(Work required) Pictures are to be dropped. Everything else in the listing gets copied exactly.

----

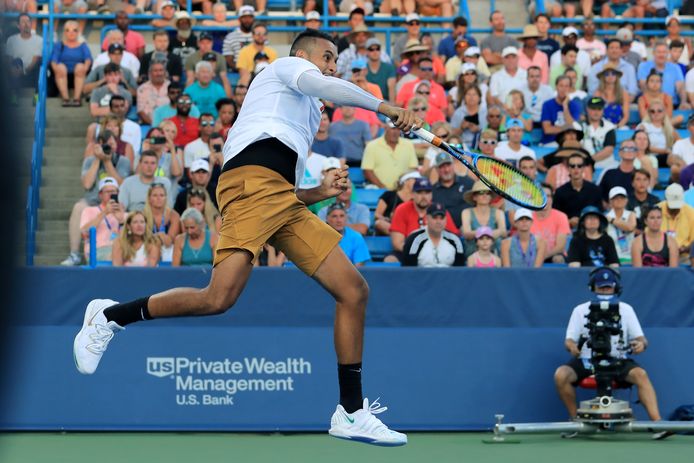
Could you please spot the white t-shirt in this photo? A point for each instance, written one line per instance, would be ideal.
(275, 107)
(505, 152)
(197, 149)
(684, 148)
(631, 329)
(313, 171)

----

(Exercise result)
Could you please spot the white t-shirt in this photo? A point for each instance, written one line per instance, would be ideal.
(275, 107)
(505, 152)
(197, 149)
(684, 148)
(631, 329)
(313, 171)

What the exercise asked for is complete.